» Short exercise
Please render every line of the records below as a numbered list, leaving out blank lines.

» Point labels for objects
<<<<
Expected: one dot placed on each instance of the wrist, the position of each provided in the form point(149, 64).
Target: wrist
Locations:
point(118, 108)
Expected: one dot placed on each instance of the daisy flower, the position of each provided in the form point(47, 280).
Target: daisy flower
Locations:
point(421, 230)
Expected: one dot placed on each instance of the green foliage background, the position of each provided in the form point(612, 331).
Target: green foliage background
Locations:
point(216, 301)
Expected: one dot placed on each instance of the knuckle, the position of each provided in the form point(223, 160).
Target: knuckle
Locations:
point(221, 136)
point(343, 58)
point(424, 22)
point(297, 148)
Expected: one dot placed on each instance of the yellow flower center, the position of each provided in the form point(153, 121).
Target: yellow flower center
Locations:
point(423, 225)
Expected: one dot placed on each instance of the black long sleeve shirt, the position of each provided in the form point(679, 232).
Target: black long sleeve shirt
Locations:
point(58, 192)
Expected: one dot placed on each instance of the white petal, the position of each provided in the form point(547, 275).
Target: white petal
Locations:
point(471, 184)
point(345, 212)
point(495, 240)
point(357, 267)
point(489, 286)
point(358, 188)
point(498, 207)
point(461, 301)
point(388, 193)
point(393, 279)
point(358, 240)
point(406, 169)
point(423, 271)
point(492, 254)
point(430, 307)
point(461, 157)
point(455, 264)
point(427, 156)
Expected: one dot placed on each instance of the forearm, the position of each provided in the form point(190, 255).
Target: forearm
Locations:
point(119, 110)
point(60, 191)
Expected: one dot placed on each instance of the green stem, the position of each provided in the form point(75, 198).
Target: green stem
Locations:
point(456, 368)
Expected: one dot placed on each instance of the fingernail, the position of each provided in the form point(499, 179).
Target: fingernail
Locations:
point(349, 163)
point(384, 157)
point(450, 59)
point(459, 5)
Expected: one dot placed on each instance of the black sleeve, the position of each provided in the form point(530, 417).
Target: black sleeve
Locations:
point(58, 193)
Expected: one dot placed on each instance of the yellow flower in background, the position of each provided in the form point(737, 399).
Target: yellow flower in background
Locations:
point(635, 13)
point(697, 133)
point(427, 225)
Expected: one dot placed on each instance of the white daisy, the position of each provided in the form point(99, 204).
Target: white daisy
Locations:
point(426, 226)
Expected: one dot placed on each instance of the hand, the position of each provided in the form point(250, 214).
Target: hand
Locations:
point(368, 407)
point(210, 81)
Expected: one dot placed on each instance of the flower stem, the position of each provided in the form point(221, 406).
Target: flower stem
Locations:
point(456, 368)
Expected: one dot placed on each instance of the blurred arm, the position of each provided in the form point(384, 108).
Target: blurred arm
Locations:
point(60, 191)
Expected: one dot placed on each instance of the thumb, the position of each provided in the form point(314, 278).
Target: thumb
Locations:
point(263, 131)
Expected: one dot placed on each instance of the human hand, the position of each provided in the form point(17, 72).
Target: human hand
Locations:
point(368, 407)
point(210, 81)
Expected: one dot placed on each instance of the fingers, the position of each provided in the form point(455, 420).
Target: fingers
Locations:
>>>>
» Result of this task
1. Expected: one dot placed on each instance of the wrist, the position of each provided in the form point(149, 64).
2. Target: wrist
3. Locations:
4. point(118, 108)
5. Expected: one dot placed on each instance of the daisy flower, the position of each provided in the form point(47, 280).
6. Target: daisy flower
7. Locations:
8. point(421, 230)
9. Expected: one dot placed on each instance of the green foliage background, the position of each provided in the form point(612, 331).
10. Target: green foliage background
11. Locations:
12. point(216, 301)
13. Expected: one dot placed on each instance of the knuckle, the position of each provided in the form point(223, 160).
14. Target: knuckle
15. Locations:
16. point(221, 136)
17. point(343, 58)
18. point(424, 22)
19. point(297, 148)
20. Expected: one dot placed on each instance of the yellow flower center, the position of each provided in the form point(153, 121).
21. Target: yellow flower center
22. Locations:
23. point(423, 225)
24. Expected: one dot placed on each instance of the black long sleeve shirt, the position of each provided in the form point(679, 232).
25. Target: black long sleeve shirt
26. Locations:
27. point(58, 192)
28. Expected: one dot placed on each instance of the white petal, the position of each provided in the form point(547, 275).
29. Target: white petal
30. Locations:
31. point(471, 184)
32. point(345, 212)
33. point(495, 240)
34. point(357, 267)
35. point(489, 286)
36. point(358, 188)
37. point(498, 207)
38. point(461, 301)
39. point(388, 193)
40. point(393, 279)
41. point(358, 240)
42. point(406, 169)
43. point(423, 271)
44. point(492, 254)
45. point(430, 307)
46. point(461, 157)
47. point(455, 264)
48. point(427, 156)
49. Expected: one dot placed on each instance of the forearm, the position of each provided in the form point(190, 255).
50. Target: forearm
51. Locations:
52. point(119, 110)
53. point(60, 191)
54. Expected: one dot placed on each instance of the green stem, the position of each provided in the form point(75, 198).
55. Target: green stem
56. Locations:
57. point(456, 368)
58. Expected: one dot placed on each instance of the fingernail, the position of each provided in the form point(499, 179).
59. Target: fingernail
60. Locations:
61. point(349, 163)
62. point(384, 157)
63. point(450, 59)
64. point(459, 5)
65. Expected: one dot placed on each instance of the black sleeve, the position of each provided in the form point(530, 417).
66. Target: black sleeve
67. Locations:
68. point(58, 193)
69. Expected: one dot placed on each instance of the yellow flower in background, the position of each provided in the form point(737, 399).
70. Target: yellow flower in background
71. Locations:
72. point(635, 13)
73. point(697, 133)
74. point(427, 225)
75. Expected: one dot placed on each instance of the white daisy, the position of each provided in the form point(99, 204).
76. Target: white daisy
77. Locations:
78. point(426, 226)
79. Expected: one dot placed on each instance of the hand, the position of each provided in the form point(250, 214).
80. Target: hand
81. Locations:
82. point(368, 407)
83. point(210, 81)
84. Expected: one dot placed on each instance of the flower stem, the position of each provided in the form point(221, 406).
85. Target: flower stem
86. Locations:
87. point(456, 368)
88. Expected: one dot placed on each instance of the blurred arm, the position of each provided in the form point(384, 108).
89. Target: blurred arm
90. Locations:
91. point(60, 191)
92. Expected: one dot placed on each instance of the thumb, the position of each provided in the form point(314, 278).
93. Target: thumb
94. Locations:
95. point(263, 131)
96. Expected: one dot placed on each instance of the human hand, the position of each provided in the form point(17, 72).
97. Target: human hand
98. Locations:
99. point(368, 407)
100. point(210, 81)
101. Expected: one dot placed on each instance of the fingers, the position of each provided in the form point(455, 420).
102. Target: fingers
103. Locations:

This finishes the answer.